Problem to work on
Can you reproduce, word for word, the lines of the data from the one containing "written like (616,439)." through the end, inclusive?

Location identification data
-- -- --

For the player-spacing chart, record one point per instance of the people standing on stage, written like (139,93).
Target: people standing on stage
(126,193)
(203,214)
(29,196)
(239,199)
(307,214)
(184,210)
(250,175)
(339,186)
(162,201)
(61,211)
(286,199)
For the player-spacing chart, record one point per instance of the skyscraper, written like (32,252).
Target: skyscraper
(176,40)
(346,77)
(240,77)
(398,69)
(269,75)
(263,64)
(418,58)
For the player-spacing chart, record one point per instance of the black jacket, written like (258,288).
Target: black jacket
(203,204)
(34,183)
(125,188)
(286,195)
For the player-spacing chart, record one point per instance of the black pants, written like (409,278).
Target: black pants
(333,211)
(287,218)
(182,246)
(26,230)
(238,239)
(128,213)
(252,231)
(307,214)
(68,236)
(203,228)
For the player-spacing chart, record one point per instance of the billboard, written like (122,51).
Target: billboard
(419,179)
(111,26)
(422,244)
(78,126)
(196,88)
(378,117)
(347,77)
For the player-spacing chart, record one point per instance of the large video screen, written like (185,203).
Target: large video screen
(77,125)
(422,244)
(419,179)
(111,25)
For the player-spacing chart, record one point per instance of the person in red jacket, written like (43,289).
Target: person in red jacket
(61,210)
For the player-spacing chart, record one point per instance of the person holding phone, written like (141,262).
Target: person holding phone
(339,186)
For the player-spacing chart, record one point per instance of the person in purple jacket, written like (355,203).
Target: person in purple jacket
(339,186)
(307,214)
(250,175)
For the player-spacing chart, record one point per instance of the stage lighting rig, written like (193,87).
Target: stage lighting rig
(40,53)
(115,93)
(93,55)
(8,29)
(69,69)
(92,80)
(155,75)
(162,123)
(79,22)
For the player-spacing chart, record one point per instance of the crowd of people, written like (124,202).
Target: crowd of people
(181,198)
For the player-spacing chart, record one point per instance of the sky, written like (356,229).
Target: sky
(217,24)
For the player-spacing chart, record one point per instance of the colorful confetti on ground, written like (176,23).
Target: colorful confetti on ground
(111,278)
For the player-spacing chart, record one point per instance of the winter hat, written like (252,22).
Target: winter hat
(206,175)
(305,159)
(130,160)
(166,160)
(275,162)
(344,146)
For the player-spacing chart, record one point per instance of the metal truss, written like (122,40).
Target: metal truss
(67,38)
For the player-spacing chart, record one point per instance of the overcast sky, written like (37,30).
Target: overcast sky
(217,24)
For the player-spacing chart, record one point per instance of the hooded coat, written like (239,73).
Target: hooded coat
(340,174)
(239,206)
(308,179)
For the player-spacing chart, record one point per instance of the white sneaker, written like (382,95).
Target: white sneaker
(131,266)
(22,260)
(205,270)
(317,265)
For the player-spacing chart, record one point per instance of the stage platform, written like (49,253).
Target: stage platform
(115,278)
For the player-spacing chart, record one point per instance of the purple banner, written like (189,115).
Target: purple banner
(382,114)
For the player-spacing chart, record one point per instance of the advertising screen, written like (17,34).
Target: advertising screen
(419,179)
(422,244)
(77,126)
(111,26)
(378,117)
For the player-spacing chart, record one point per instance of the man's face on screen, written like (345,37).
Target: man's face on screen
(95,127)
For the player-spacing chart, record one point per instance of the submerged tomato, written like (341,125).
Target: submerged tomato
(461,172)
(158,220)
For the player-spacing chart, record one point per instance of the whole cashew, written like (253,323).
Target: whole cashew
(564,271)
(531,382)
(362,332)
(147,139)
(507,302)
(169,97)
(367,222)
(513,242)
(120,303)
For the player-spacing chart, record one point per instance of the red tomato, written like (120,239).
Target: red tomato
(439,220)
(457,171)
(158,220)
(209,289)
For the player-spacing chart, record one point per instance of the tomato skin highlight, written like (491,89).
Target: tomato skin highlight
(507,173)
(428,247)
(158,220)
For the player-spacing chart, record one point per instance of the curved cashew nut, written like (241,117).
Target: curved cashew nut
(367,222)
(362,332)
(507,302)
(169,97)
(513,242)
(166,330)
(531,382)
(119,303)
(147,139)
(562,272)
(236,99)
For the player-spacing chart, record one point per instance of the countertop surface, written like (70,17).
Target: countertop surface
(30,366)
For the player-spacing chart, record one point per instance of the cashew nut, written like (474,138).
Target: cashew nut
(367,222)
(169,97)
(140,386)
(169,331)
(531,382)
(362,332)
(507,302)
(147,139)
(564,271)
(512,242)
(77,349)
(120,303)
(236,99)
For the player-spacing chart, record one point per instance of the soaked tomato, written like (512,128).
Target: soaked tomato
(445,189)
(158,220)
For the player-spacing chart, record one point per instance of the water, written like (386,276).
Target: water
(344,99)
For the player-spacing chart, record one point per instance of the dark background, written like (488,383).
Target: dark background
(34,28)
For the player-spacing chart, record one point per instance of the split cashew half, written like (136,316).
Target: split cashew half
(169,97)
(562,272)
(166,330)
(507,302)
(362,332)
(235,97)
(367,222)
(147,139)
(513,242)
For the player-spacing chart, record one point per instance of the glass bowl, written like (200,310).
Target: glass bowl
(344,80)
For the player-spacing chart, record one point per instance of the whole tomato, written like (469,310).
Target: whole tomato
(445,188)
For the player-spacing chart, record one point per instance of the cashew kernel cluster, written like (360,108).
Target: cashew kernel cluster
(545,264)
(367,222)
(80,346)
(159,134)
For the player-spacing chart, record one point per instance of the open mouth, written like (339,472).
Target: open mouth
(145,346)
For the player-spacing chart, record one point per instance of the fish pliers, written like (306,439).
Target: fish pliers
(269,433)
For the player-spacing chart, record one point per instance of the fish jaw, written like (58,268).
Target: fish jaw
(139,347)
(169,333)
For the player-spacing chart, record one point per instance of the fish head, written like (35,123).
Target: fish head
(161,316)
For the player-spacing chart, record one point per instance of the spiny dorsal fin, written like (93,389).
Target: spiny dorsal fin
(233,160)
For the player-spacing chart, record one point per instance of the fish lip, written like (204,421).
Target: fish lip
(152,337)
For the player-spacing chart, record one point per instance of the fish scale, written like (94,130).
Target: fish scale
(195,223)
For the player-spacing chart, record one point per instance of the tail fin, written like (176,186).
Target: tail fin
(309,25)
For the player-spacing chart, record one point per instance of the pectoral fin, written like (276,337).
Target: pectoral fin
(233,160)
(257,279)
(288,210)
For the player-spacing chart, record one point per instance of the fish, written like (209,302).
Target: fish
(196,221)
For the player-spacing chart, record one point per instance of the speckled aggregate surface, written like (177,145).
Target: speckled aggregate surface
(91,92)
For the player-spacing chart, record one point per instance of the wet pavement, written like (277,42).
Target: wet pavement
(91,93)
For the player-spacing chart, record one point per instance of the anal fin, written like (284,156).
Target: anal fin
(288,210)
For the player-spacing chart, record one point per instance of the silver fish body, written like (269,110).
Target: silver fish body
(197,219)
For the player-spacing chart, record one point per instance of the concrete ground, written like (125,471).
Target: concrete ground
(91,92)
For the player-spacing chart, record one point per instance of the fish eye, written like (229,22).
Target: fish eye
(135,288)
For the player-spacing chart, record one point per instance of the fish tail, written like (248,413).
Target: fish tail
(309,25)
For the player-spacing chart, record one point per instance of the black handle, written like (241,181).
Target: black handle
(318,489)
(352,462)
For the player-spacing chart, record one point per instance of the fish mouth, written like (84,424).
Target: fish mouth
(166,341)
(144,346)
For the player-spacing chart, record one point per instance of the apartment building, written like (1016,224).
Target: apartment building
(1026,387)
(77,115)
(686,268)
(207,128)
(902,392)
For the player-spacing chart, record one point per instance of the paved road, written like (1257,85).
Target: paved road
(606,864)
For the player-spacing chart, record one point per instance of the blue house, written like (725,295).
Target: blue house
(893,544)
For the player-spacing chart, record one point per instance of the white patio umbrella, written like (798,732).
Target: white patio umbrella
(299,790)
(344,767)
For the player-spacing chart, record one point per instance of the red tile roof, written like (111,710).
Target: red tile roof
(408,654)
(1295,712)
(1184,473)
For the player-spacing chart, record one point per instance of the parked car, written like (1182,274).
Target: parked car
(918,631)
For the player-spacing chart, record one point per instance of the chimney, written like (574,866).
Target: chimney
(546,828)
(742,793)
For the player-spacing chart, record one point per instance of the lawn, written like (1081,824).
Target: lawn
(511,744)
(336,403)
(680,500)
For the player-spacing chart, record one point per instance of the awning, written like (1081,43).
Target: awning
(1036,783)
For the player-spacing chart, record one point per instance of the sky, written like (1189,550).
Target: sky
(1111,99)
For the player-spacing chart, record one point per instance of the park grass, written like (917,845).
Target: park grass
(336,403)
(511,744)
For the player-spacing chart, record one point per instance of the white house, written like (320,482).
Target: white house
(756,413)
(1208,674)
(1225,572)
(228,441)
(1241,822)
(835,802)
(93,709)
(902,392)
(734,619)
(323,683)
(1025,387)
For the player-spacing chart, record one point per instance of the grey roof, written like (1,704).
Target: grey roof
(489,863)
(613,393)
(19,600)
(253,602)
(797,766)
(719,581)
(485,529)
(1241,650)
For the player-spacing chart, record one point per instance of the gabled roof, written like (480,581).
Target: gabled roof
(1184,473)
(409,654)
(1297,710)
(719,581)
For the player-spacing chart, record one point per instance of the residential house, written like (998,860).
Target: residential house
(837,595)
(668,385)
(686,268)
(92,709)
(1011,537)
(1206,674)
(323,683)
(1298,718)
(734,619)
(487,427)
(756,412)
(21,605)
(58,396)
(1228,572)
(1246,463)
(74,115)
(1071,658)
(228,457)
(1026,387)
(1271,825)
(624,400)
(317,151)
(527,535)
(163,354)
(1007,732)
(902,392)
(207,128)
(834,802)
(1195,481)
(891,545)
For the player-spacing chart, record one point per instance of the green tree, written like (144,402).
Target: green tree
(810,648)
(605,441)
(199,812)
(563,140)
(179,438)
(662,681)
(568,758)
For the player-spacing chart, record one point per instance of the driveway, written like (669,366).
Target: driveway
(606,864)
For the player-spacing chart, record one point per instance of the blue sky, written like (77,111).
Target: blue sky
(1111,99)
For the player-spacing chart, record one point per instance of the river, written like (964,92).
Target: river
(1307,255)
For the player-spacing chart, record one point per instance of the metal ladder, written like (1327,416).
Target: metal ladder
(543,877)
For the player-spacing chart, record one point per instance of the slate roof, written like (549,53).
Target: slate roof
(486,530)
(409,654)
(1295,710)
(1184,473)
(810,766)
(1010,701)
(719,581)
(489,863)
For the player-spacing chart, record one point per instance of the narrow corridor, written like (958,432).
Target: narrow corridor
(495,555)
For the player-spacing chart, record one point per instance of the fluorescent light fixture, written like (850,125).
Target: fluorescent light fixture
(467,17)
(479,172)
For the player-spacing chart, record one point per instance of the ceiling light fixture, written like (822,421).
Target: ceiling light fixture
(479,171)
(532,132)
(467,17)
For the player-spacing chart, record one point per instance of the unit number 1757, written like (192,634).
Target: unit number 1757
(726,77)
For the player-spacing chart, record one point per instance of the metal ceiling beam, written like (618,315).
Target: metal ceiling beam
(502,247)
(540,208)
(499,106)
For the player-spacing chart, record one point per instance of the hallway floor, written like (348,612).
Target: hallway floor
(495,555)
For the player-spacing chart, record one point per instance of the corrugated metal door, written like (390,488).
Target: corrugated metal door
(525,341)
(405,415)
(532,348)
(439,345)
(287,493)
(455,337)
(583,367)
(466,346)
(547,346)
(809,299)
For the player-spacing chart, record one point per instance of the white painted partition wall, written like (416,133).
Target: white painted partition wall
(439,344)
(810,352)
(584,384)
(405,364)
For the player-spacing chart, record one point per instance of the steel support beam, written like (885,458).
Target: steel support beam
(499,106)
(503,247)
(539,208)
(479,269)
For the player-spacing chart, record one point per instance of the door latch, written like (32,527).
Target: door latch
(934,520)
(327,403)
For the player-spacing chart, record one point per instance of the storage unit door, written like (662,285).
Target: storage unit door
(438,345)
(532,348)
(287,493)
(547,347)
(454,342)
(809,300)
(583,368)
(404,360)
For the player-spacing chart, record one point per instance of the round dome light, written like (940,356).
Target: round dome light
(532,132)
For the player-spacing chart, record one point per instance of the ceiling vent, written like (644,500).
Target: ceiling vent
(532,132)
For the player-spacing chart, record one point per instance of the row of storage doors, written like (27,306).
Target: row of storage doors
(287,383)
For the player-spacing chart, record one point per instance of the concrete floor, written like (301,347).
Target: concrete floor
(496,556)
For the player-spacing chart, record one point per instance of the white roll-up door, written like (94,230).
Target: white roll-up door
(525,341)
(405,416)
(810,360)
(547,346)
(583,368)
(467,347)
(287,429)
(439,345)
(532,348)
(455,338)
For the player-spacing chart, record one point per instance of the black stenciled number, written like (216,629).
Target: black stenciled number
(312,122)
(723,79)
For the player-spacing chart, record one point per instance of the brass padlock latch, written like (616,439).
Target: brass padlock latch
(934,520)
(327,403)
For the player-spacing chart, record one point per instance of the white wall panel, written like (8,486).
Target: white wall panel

-- -- --

Task answer
For the player-spacing chart, record one point per instance of the brass padlock latch, written like (616,439).
Target: brass padlock latch
(934,520)
(327,403)
For the player-spacing chart, record one point per instance of the white wall panel, written like (8,486).
Target: white wall panel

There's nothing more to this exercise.